> _GIVEN INFORMATION_
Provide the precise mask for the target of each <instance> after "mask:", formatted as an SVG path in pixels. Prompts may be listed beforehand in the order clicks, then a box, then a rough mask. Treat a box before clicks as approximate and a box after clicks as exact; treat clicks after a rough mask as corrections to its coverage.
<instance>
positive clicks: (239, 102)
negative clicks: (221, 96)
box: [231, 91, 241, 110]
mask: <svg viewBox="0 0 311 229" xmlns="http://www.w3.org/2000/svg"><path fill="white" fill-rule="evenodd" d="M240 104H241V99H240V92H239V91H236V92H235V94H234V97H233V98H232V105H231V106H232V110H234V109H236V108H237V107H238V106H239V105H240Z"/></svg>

> _EXERCISE DIRECTIONS_
List every row above that contains the string "path", copying each such row in full.

> _ANSWER SECTION_
Provide the precise mask for the target of each <instance> after "mask:", formatted as an SVG path in pixels. Prompts may be listed beforehand in the order clicks, then a box, then a rough mask. Treat a box before clicks as approximate and a box after clicks as exact; treat clicks after a rough mask as corrections to its coverage.
mask: <svg viewBox="0 0 311 229" xmlns="http://www.w3.org/2000/svg"><path fill="white" fill-rule="evenodd" d="M240 104H241V99H240V92H239V91H236V92H235V94H234V97H233V98H232V105H231V106H232V110H234V109H236V108H237V107H238V106H239V105H240Z"/></svg>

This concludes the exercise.